◆ **DIRECTIVE**
Write the next reply in the forum thread about unexplained load drops on a 13.8 kV feeder, picking up after its final post; the data that follows the thread is separate from it.

◆ **READING TEXT**
Begin
Industrial process that had a hicup? Some pick up load again in that interval.

Can't be many large loads on a 13.8 kV feeder. Give them a ring to find out.

Gunnar Englund
--------------------------------------
100 % recycled posting: Electrons, ideas, finger-tips have been used over and over again...
 
Each day, same time or it's randomaly.
If it's have some time sequency, it's seems as industrial process. Call to your customers and check with them.
As Gunnar say, it's also seems as LS and load restoration
or as decoupling and re-connection to grid.
Maybe you have on this line customer with generator with paralell operation to grid.
In all cases you need check this with customers.
Regards.
Slava
 
Is this the only source of power to the load?
 
i am thinking about the lightning arrestors
is it possible that we have one lightning arrestor which is not working as designed?
and is there some kind of a protection relay that could act like this during specific conditions?
and there is any industrial consumer at that feeder?!
 
If the sum of all the MW into the busbars is zero then you are experiencing a drop in load on the overhead line. If not then maybe you have a metering problem on that line. Can you check it from multiple meters ie tarrif, metering, protection?
End
◆ **SUPPLIED MATERIAL**
Begin
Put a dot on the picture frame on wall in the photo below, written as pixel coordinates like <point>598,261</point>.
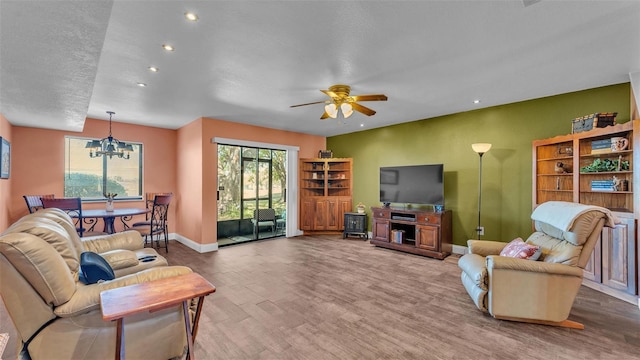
End
◆ **THE RESPONSE**
 
i am thinking about the lightning arrestors
is it possible that we have one lightning arrestor which is not working as designed?
If lightning arresters drew a significant load, they would fail thermally very quickly. I don't think this could be the problem.
 
Most faults result in increased loading. Losing load is usually just that; losing load.
I am going to check the Electric motors & motor controls engineering forum now and look for a post that goes
"For some reason all the motors in our plant drop off line together. It takes us 3 to 4 minutes to restart everything. Managment is furious."
This would be the first most probable cause. (And the second most probable and maybe the third also.)